> _Set problem_
Can you give every line of the items below as a numbered list, skipping any blank lines?

> _Material for the task_
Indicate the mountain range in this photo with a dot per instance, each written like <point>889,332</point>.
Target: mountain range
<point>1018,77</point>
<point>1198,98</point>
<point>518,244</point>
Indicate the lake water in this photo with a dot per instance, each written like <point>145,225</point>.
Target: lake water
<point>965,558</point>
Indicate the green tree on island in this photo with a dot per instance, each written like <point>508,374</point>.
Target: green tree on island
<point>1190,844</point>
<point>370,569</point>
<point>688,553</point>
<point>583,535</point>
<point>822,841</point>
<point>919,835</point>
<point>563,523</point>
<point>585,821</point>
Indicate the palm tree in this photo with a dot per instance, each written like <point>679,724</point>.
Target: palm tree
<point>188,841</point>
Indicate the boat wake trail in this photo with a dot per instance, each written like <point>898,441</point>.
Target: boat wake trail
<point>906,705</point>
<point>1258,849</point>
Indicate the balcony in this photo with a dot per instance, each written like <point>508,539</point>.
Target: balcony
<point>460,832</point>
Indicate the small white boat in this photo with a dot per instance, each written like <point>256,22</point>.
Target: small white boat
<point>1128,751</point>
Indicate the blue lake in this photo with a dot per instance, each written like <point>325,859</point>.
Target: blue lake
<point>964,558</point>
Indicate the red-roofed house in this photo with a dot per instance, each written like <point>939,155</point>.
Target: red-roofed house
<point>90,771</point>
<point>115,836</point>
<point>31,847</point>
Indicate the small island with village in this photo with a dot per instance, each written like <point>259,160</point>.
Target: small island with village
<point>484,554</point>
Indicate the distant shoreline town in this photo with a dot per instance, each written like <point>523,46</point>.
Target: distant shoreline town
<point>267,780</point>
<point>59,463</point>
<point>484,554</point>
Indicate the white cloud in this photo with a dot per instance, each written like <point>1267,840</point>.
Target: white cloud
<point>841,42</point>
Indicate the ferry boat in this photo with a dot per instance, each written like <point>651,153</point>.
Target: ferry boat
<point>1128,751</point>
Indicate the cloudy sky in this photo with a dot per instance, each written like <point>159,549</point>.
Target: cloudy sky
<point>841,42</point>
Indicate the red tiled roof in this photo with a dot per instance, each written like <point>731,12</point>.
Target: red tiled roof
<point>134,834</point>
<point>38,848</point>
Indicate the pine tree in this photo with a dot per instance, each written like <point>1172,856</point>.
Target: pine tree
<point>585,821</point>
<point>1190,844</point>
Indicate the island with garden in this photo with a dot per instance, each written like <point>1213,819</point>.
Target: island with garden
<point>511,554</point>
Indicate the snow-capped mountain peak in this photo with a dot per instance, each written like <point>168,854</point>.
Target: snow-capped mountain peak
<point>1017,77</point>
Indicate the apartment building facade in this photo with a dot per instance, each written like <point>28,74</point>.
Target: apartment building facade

> _Exercise output_
1. Indicate the mountain range in this photo with a dot per instance, each written like <point>889,332</point>.
2. Target: mountain range
3. <point>1018,77</point>
4. <point>1198,98</point>
5. <point>518,244</point>
6. Indicate the lake water in this photo with a dot per instance, each written like <point>145,225</point>.
7. Target: lake water
8. <point>965,558</point>
9. Indicate the green tree on island in this photo with a dot per instance, each written like <point>508,374</point>.
10. Target: green tree on island
11. <point>1190,844</point>
12. <point>370,569</point>
13. <point>688,553</point>
14. <point>583,535</point>
15. <point>822,841</point>
16. <point>919,835</point>
17. <point>563,523</point>
18. <point>585,821</point>
19. Indicate the palm tree in this photo with a dot per instance, each written like <point>679,724</point>.
20. Target: palm tree
21. <point>188,841</point>
22. Indicate the boat wake trail in this photo with a dot per instance, each written like <point>898,441</point>.
23. Target: boat wake trail
24. <point>906,705</point>
25. <point>1258,849</point>
26. Indicate the balcony in this photo with a dot per instance, each written like <point>508,539</point>.
27. Target: balcony
28. <point>460,832</point>
29. Indicate the small white boat in this photo with a dot per instance, each written like <point>256,22</point>.
30. Target: small white boat
31. <point>1128,751</point>
32. Indicate the blue lake in this photo with a dot per instance, each written like <point>325,859</point>.
33. Target: blue lake
34. <point>964,558</point>
35. Indicate the red-roofed house in this photo with a dot per instance, each written like <point>939,155</point>.
36. Target: red-roofed house
37. <point>90,771</point>
38. <point>115,836</point>
39. <point>31,847</point>
40. Indicate the small island with village in this photo with a dot per instance, each written like <point>259,160</point>.
41. Target: small island with village
42. <point>484,554</point>
43. Indicate the distant shoreline town in this photo with a dot per instance, each written like <point>523,46</point>.
44. Target: distant shoreline town
45. <point>267,780</point>
46. <point>59,463</point>
47. <point>484,554</point>
48. Indicate the white cloud in this photo with a dot per instance, each written like <point>1267,840</point>.
49. Target: white cloud
50. <point>841,42</point>
51. Indicate the ferry boat in this photo with a dot per instance, each written like <point>651,153</point>.
52. Target: ferry boat
53. <point>1128,751</point>
54. Indicate the cloudy sky in this photo with a dot per instance, each written like <point>159,549</point>.
55. Target: cloudy sky
56. <point>841,42</point>
57. Indicate the red tiled roof in this photo with a dot per instance, each written like <point>731,12</point>.
58. Target: red tiled roof
59. <point>134,834</point>
60. <point>38,848</point>
61. Indicate the pine tree in this photo with a dot per instance, each written like <point>1172,856</point>.
62. Target: pine tree
63. <point>585,821</point>
64. <point>1190,844</point>
65. Indicate the island with garden in this photo with a dot per instance, each written like <point>1213,819</point>.
66. Target: island with garden
67. <point>511,554</point>
68. Indicate the snow-capped mountain peak in this photo with a dot per instance, each written like <point>168,854</point>.
69. Target: snow-capped mountain peak
70. <point>1017,77</point>
71. Indicate the apartment building facade in this photo with a dot per instance, each written like <point>28,74</point>.
72. Target: apartment building facade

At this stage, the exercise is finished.